### READING PASSAGE
▶

A Washington Not for Profit Corporation




Name of Corporation


The name of the Corporation shall be the Yakima Folklife Association.





The purposes of the Yakima Folklife Association shall be to promote a broader community awareness of our cultural and folk traditions, such as music, dance, crafts, and other folk arts, through such social and educational events as concerts, dances, festivals, workshops, lectures, demonstrations, and a newsletter.





Section 1:  Membership in the Yakima Folklife Association (from here forward referred to as “the Association”) shall be open to any person interested in furthering the purposes and objectives of the Association.  Types of membership, annual dues, and privileges of membership shall be determined by the Board of Directors according to the activities being carried out by the Association at any given time.


Section 2:  Annual Meeting.  The Association shall hold an annual meeting of the membership, near the end of the fiscal year (Sept./Oct.; see Article VII), at which time the Board of Directors shall report on the activities and finances of the previous year and present a proposed budget and plan for activities for the coming year.  Election of officers and other membership votes will take place at the annual meeting.


Section 3:  Special Meetings.  Special meetings of the membership may be called by the Board of Directors as necessary, or upon request of five or more members to the Board.


Section 4:  Notice of Meetings.  Written notice of membership meetings and an agenda of the business to be conducted shall be mailed to members entitled to vote not less than ten days in advance of said meeting.

◀

### EXERCISE REQUIREMENTS
a - According to the Yakima Folklife Association bylaws, how far in advance must written notice of a membership meeting be mailed to voting members?
b - Extend the Yakima Folklife Association bylaws, picking up right after the section on notice of meetings.
The entries have no connection to the bylaws text.

Extracted data entries
▶

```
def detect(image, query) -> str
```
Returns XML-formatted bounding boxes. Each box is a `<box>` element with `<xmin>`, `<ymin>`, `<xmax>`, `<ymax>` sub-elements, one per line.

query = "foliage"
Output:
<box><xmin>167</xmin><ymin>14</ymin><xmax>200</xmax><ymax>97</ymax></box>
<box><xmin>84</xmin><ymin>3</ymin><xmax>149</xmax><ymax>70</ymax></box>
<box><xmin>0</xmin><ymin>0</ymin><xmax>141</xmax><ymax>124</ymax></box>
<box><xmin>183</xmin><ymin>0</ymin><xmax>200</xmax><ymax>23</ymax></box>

◀

### RESPONSES FOR EACH TASK
a - Not less than ten days before the meeting.

b -
Section 5:  Quorum.  A number of members equal to a majority of the Board of Directors present at any scheduled meeting of the membership shall constitute a quorum.  Any member in good standing for more than 30 days, and present at the meeting, is entitled to vote.  There shall be no proxy voting.


Section 6:  Emergency Decision Policy.  In the case that an important decision must be made (a decision involving changes to the customary concert/festival schedule, or involving a non-customary expenditure of over $100), when there is no time to schedule a special meeting of the Board, Board members must be contacted for approval of said decision until a majority (at least 5 for a minimum 8-member Board) are in agreement.  The decision will be announced at the next meeting and entered into the minutes for that meeting.



The Board of Directors


Section 1:  General Responsibilities.  The Board of Directors is responsible for the management of the affairs of business and property of the Association.


Section 2:  Number of Members of the Board.  The Board of Directors shall be comprised of the Officers of the Association (see Article V) plus the Chairpersons of the Standing Committees (see Article VI).  The minimum number of Board Members is 9 (see Article VI, section 3).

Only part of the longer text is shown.